[Estratto scelto]
---
Non c’è weekend per congressmen e senatori. Quasi tutti al lavoro per preparare l’articolo per l’impeachment per Donald Trump. Le accuse sono pesantissime: incitamento alla violenza contro gli Stati Uniti. L’altra possibilità per metterlo davanti alle conseguenze che la sua retorica ha causato sarebbe quella di applicare il 25.mo Emendamento della Costituzione che permette di rimuovere il presidente in caso di incapacità. Ma Mike Pence che è l’unico che ne può chiedere l’applicazione, ha aspirazioni politiche e non si vuole alienare i seguaci dI Trump e non la vuole prendere. E così Nancy Pelosi prepara il nuovo stato di accusa per Trump, unico presidente a subire due impeachment nello stesso mandato nei 245 anni di storia americana.
Sul tavolo resta solo un’altra possibilità: quella delle dimissioni, probabilmente quella che Trump malvolentieri sarà costretto a prendere dopo aver studiato l’autoperdono giudiziario, confutato dalla maggior parte dei giuristi costituzionali. Dimissioni sperando poi che Mike Pence gli conceda il perdono.
---
[Obiettivo a]
Traduci in inglese questa frase del testo sull'impeachment di Trump: «Le accuse sono pesantissime: incitamento alla violenza contro gli Stati Uniti.»

Record di un insieme di etichettatura a punti:
---
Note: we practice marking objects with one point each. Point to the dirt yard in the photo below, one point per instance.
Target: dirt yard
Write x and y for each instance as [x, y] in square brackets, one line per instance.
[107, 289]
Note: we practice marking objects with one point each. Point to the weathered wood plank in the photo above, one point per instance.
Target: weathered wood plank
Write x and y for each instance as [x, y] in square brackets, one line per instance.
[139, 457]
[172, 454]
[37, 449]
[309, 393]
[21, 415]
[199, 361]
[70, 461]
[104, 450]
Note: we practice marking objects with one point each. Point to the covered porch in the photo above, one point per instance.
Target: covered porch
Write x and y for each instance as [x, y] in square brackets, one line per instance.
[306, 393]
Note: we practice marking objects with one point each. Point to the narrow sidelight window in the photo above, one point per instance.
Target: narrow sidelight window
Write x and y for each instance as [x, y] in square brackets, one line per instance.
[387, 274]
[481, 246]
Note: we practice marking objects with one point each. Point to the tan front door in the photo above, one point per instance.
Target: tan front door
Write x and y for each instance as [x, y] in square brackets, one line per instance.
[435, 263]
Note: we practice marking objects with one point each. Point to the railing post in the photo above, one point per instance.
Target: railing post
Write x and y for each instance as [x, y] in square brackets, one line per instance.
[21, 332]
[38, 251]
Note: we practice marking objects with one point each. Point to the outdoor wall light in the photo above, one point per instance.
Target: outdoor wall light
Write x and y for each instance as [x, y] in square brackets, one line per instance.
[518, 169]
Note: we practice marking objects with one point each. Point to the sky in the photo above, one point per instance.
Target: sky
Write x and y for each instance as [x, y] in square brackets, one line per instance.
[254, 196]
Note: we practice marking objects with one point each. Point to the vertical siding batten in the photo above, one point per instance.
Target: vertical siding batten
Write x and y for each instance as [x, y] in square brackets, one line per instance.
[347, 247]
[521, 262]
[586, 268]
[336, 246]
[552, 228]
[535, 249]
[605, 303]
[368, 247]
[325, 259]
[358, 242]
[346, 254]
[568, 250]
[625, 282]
---
[Obiettivo b]
Individua nei record tutte le righe che contengono la parola "narrow" e copiale, distinguendo tra maiuscole e minuscole.

[Soluzione a]
The charges are extremely serious: incitement to violence against the United States.

[Soluzione b]
Note: we practice marking objects with one point each. Point to the narrow sidelight window in the photo above, one point per instance.
Target: narrow sidelight window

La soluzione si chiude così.